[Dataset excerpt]

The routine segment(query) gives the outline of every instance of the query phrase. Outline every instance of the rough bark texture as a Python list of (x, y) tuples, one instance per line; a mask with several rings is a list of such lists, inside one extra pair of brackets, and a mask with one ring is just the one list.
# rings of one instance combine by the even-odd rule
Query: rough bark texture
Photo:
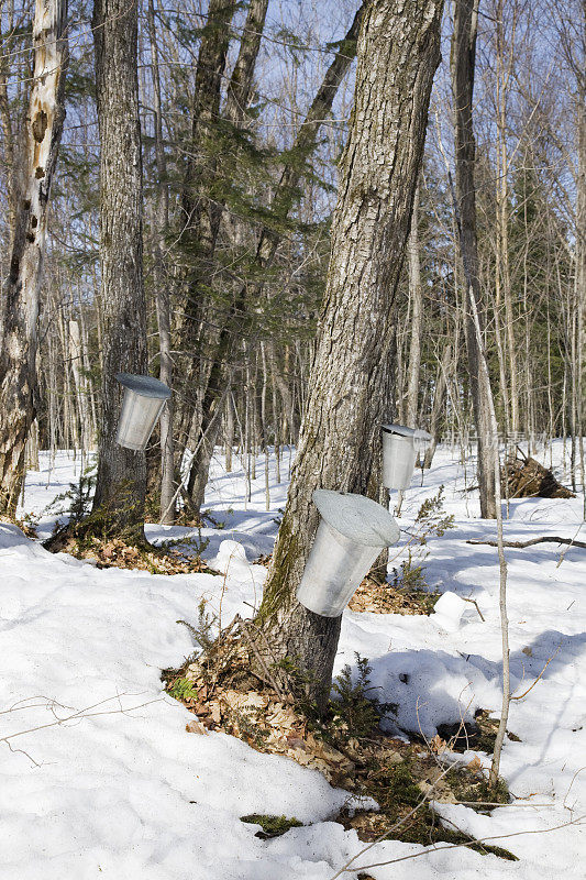
[(318, 705), (329, 695), (340, 618), (319, 617), (295, 597), (319, 520), (311, 496), (322, 487), (379, 497), (394, 301), (440, 59), (441, 11), (441, 0), (374, 0), (358, 37), (307, 411), (258, 614), (270, 657), (298, 666)]
[(409, 366), (407, 367), (405, 424), (409, 428), (417, 428), (417, 404), (421, 366), (421, 324), (423, 320), (423, 290), (421, 288), (421, 263), (419, 260), (419, 187), (416, 190), (413, 201), (413, 216), (407, 254), (409, 260), (409, 298), (411, 299), (411, 339), (409, 342)]
[[(153, 280), (155, 285), (155, 306), (159, 342), (161, 382), (173, 387), (173, 354), (170, 332), (169, 282), (165, 274), (165, 231), (169, 221), (169, 196), (167, 186), (167, 160), (163, 143), (163, 110), (161, 102), (161, 77), (158, 69), (157, 33), (155, 7), (148, 0), (148, 36), (151, 38), (151, 61), (153, 92), (155, 102), (155, 162), (157, 169), (157, 196), (154, 211)], [(169, 398), (159, 419), (161, 436), (161, 521), (167, 526), (175, 522), (175, 442), (173, 437), (173, 400)]]
[[(480, 302), (478, 275), (478, 248), (476, 238), (476, 195), (474, 165), (476, 143), (473, 128), (474, 67), (476, 58), (477, 0), (456, 0), (454, 7), (454, 34), (452, 38), (452, 89), (454, 94), (454, 127), (456, 156), (456, 209), (460, 231), (460, 248), (464, 277), (465, 333), (468, 359), (468, 374), (474, 408), (476, 433), (478, 437), (478, 485), (480, 491), (480, 515), (495, 519), (495, 474), (498, 473), (490, 430), (490, 408), (483, 394), (478, 380), (480, 373), (480, 352), (475, 334), (471, 296)], [(471, 289), (472, 288), (472, 289)]]
[(47, 205), (65, 119), (66, 21), (67, 0), (36, 0), (34, 75), (23, 147), (25, 177), (14, 205), (15, 226), (1, 322), (0, 514), (10, 516), (16, 509), (24, 448), (35, 417), (36, 321)]
[(142, 164), (136, 77), (136, 6), (96, 0), (96, 85), (100, 130), (100, 267), (102, 424), (93, 510), (109, 525), (143, 536), (143, 452), (115, 442), (122, 392), (119, 372), (145, 374)]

* Set exercise *
Can you put the material from its start through the line that contains "339), (409, 342)]" into a two-column CSV with the columns text and answer, one row for each text with its answer, every field quoted and line breaks turned into spaces? Leave the pictures out.

* Exercise solution *
text,answer
"The routine segment(query) gives the outline of every instance of the query phrase. Outline every instance of the rough bark texture as a Python list of (x, y) tuples, one instance per line; a mask with several rings is a list of such lists, inside one extra pair of brackets, and a mask with one ring is just the one list. # rings of one instance combine by the even-odd rule Query: rough bark texture Photo:","[(318, 705), (329, 695), (340, 618), (319, 617), (295, 597), (319, 520), (311, 496), (322, 487), (379, 497), (394, 301), (440, 59), (441, 11), (441, 0), (374, 0), (358, 37), (307, 411), (258, 614), (270, 657), (298, 666)] [(409, 366), (407, 367), (405, 424), (409, 428), (417, 428), (417, 404), (421, 366), (421, 324), (423, 320), (423, 290), (421, 288), (421, 263), (419, 260), (419, 187), (416, 190), (413, 201), (413, 216), (407, 254), (409, 260), (409, 298), (411, 299), (411, 339), (409, 342)]"